A new study has confirmed a controversial EPA draft report that was never fully completed: in one location, fracking chemicals contaminated a drinking water aquifer. Unlike previous reports which found potential contamination from methane seepage and wastewater elements, this study found the presence of chemicals employed to perform hydraulic fracturing in a potable aquifer.
“We documented impact to a water resource as a result of hydraulic fracturing for the first time,” scientist Dominic DiGiulio said in an interview according to the Casper Star Tribune.
DiGiulio worked for the Environmental Protection Agency and had been one of the lead scientists researching the original report, in 2011, which focused on an area near Pavillion, Wyoming — and included the Wind River Reservation. In that location, and unusual geologic formation means the rocks subject to fracking closely abut a drinking water aquifer. That study found fracking contamination had, indeed, reached the aquifer — but the findings ignited a firestorm of controversy so intense, the report was abandoned by the EPA before being finalized.
DiGiulio then took a job at Stanford University, and partnered with his colleague, Rob Jackson, to complete the original work — much of which had simply been shelved. Together with the EPA’s original research, DiGiulio filed a Freedom of Information Act request to procure water samples that hadn’t been published — and the pair confirmed the contamination of the drinking water aquifer.

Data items

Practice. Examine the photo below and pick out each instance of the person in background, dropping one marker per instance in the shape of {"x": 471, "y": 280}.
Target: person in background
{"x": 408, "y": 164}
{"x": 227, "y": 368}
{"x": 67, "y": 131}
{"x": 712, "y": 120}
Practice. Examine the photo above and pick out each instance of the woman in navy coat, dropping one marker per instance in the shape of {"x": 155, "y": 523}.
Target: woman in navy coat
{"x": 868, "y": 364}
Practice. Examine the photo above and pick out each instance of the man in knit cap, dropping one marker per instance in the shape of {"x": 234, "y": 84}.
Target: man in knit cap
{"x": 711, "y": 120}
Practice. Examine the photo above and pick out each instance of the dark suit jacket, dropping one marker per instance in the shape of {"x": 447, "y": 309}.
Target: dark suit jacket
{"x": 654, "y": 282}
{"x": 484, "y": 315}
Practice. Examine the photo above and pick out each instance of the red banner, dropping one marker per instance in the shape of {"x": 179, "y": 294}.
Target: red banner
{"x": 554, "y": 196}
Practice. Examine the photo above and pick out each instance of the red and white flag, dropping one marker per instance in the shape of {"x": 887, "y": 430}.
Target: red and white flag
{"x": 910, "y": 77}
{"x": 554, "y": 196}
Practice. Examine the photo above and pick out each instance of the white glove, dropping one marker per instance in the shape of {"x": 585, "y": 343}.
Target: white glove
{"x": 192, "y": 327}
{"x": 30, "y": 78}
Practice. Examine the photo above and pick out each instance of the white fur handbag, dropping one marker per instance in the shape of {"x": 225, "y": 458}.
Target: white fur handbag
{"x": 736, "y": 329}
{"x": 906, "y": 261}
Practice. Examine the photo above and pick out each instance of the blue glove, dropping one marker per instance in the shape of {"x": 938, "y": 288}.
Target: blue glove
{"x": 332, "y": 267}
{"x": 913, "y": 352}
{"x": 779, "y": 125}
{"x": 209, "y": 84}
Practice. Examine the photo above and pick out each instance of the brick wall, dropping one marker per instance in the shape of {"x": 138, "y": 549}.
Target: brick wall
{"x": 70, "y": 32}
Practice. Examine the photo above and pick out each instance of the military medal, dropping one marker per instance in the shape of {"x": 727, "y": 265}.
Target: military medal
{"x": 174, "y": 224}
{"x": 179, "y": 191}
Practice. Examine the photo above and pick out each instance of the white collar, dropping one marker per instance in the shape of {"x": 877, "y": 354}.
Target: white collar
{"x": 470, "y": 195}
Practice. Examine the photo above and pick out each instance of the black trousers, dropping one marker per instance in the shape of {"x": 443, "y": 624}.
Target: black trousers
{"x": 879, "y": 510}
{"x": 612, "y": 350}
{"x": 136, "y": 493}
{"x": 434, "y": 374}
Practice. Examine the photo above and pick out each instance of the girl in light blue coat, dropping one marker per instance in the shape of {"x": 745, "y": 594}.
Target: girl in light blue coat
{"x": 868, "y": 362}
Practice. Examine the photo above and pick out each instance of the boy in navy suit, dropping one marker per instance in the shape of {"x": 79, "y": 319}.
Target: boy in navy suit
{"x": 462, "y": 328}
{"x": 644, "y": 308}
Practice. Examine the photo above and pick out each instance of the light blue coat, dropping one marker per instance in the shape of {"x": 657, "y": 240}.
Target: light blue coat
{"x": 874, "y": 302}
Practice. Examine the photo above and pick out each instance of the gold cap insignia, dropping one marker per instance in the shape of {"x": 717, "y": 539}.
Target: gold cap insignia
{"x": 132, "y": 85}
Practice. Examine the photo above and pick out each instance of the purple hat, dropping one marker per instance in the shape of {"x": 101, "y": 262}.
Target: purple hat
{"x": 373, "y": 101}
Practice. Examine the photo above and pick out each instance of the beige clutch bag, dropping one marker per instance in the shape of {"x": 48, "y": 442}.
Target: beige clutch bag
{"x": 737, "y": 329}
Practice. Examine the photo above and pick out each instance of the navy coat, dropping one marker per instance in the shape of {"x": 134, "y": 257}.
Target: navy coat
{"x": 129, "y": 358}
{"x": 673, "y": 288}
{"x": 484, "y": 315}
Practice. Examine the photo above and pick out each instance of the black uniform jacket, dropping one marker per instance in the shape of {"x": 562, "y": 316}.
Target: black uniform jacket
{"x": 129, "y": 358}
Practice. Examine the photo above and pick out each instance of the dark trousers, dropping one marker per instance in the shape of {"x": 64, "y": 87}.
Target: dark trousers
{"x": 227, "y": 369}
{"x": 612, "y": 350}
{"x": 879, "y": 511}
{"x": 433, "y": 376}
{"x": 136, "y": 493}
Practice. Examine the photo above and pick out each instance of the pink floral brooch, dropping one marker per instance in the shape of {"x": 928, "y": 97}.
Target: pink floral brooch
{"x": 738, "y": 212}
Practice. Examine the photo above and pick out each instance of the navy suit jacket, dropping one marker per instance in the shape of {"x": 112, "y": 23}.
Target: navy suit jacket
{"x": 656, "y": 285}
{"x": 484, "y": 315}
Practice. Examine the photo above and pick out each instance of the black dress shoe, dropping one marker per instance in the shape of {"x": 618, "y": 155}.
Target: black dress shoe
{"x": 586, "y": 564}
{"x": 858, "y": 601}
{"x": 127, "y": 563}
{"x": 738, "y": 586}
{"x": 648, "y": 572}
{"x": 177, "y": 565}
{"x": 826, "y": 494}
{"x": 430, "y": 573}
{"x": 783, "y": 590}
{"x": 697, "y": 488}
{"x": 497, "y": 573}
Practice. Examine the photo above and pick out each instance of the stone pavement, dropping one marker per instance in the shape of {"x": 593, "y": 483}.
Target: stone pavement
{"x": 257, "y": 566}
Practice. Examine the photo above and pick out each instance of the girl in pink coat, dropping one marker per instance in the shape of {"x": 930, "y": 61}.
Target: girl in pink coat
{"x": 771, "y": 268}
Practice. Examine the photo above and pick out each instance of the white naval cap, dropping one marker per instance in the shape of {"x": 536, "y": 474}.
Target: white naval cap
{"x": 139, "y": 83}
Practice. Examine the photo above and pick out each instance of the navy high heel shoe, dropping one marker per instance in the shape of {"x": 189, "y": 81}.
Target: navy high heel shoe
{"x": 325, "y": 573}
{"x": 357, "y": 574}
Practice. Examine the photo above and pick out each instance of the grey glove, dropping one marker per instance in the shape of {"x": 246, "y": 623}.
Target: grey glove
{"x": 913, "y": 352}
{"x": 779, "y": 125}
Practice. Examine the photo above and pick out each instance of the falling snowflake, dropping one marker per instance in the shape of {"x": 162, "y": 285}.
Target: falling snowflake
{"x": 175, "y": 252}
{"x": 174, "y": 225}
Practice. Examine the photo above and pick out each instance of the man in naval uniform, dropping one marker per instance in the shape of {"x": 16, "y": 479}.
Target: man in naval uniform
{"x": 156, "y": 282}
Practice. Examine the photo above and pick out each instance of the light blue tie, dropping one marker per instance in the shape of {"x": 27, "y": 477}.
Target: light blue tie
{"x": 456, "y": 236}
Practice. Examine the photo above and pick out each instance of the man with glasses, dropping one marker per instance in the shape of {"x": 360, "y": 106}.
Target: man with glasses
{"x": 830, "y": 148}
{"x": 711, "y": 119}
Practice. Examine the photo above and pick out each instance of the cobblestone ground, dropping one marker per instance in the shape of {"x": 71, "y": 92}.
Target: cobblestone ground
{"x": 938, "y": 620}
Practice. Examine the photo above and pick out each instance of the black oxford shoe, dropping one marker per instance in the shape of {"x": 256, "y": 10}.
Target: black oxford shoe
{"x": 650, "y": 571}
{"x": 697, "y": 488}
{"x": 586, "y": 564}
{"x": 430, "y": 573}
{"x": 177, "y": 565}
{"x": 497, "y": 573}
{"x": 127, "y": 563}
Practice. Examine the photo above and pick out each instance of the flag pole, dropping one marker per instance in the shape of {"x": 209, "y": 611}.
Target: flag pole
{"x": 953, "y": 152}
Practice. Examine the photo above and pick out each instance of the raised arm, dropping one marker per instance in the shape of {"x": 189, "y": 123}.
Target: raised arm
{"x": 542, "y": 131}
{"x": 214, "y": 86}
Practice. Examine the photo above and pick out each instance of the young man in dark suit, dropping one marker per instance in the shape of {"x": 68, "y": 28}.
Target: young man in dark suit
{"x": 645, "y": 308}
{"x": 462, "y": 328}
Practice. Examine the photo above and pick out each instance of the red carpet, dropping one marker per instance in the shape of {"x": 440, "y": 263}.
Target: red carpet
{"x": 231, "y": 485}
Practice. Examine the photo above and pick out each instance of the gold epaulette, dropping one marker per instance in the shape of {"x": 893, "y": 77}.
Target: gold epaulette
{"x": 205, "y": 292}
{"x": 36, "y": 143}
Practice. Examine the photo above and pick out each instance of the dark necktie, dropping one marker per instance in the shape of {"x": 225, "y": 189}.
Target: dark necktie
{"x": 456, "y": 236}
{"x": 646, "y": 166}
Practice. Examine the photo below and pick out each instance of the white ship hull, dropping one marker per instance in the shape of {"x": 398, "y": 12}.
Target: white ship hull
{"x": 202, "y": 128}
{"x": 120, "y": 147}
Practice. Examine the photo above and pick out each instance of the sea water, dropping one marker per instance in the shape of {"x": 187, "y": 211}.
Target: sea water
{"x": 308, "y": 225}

## JOBS
[a] From the article on fracking contamination, reproduce the stretch from "DiGiulio then took" through "the drinking water aquifer." word for word.
[b] Name every organization or institution mentioned in the article on fracking contamination.
[c] Answer these questions using the article on fracking contamination:
(i) In what year was the original report produced?
(ii) At which university did DiGiulio take a job?
(iii) What did DiGiulio file to obtain the unpublished water samples?

## EXERCISE ANSWERS
[a]
DiGiulio then took a job at Stanford University, and partnered with his colleague, Rob Jackson, to complete the original work — much of which had simply been shelved. Together with the EPA’s original research, DiGiulio filed a Freedom of Information Act request to procure water samples that hadn’t been published — and the pair confirmed the contamination of the drinking water aquifer.

[b]
Environmental Protection Agency (EPA)
Casper Star Tribune
Stanford University

[c]
(i) 2011
(ii) Stanford University
(iii) A Freedom of Information Act request